• [Record excerpts]
•••

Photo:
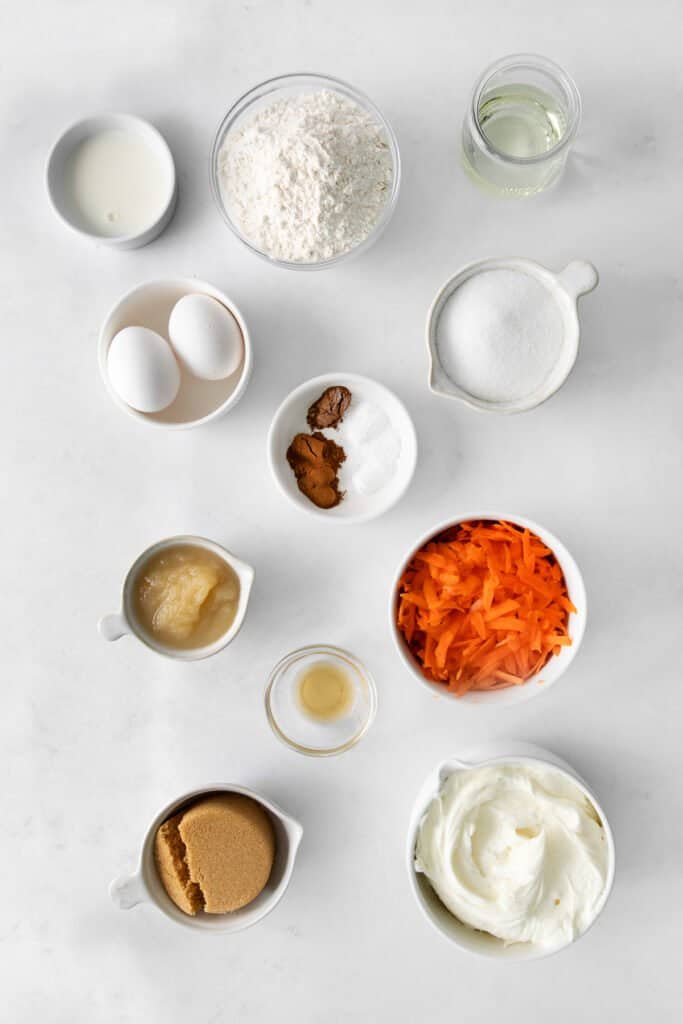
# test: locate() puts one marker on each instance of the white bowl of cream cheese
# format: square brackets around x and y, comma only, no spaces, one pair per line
[509,855]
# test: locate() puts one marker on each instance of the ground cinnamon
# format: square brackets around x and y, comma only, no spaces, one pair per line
[330,408]
[315,461]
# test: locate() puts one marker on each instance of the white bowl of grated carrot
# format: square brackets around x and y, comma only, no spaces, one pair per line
[488,609]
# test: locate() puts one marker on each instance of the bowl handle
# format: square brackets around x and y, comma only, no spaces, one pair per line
[128,891]
[113,627]
[579,278]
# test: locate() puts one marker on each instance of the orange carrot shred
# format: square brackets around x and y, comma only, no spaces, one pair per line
[483,606]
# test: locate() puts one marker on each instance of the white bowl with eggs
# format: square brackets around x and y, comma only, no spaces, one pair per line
[163,361]
[463,936]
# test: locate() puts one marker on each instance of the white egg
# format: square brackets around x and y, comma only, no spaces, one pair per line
[206,337]
[142,369]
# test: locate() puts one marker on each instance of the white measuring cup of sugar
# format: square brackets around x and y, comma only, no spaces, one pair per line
[564,288]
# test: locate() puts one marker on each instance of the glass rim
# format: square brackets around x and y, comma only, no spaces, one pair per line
[296,655]
[536,62]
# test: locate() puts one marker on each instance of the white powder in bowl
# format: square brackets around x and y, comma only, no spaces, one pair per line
[307,177]
[500,335]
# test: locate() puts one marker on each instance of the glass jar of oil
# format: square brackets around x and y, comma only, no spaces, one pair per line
[521,121]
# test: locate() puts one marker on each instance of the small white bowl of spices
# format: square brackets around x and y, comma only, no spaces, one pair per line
[503,334]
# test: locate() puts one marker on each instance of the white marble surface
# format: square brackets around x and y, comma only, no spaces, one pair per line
[96,737]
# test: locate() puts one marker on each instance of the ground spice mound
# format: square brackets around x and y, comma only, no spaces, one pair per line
[315,461]
[330,408]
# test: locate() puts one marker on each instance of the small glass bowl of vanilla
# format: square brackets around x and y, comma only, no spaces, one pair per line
[321,700]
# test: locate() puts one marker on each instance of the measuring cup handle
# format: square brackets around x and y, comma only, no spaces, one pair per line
[113,627]
[579,278]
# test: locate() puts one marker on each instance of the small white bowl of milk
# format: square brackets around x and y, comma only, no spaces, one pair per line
[112,179]
[503,334]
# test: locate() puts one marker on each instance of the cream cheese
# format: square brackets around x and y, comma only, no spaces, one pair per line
[516,850]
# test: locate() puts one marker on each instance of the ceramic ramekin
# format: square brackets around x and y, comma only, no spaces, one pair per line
[565,288]
[281,88]
[290,419]
[145,886]
[466,938]
[198,401]
[553,669]
[115,626]
[56,168]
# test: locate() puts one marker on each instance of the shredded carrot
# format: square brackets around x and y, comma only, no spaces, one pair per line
[483,606]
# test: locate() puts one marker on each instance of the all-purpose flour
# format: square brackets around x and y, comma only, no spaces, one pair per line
[500,335]
[307,177]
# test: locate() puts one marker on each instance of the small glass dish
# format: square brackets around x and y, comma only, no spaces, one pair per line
[295,727]
[531,109]
[281,88]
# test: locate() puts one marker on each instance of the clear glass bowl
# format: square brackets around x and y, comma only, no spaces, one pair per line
[308,735]
[279,88]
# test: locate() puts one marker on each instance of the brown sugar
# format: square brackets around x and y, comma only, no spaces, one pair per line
[315,462]
[216,855]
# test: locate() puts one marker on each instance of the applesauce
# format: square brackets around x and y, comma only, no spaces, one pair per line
[185,596]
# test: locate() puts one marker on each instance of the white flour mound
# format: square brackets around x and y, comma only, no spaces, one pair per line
[307,177]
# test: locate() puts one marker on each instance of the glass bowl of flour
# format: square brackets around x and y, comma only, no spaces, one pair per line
[305,171]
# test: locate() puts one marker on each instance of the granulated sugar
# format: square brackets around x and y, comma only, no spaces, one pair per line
[500,336]
[307,177]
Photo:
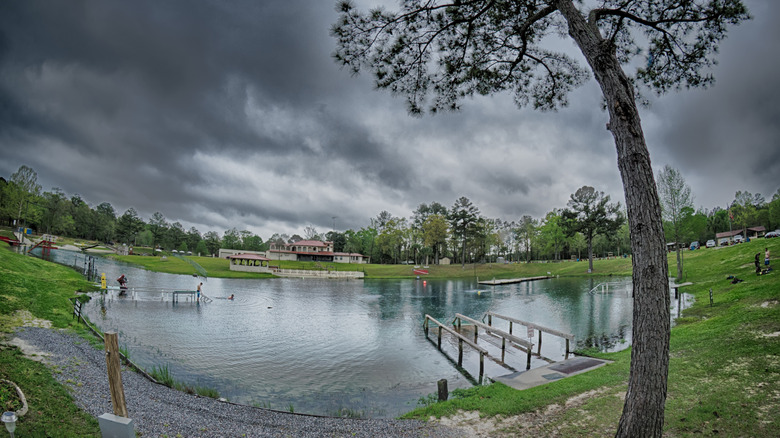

•••

• [Aim of the exercise]
Could you pull out the lines of the records from the one containing "the granulated sugar" through the end of the records, copied word for word and with the pictures left out?

• [Result]
# test: locate() puts one marker on each instance of the granulated sugar
# format: square brackets around x and y, comma only, no spaces, one pair per line
[500,336]
[307,177]
Photo:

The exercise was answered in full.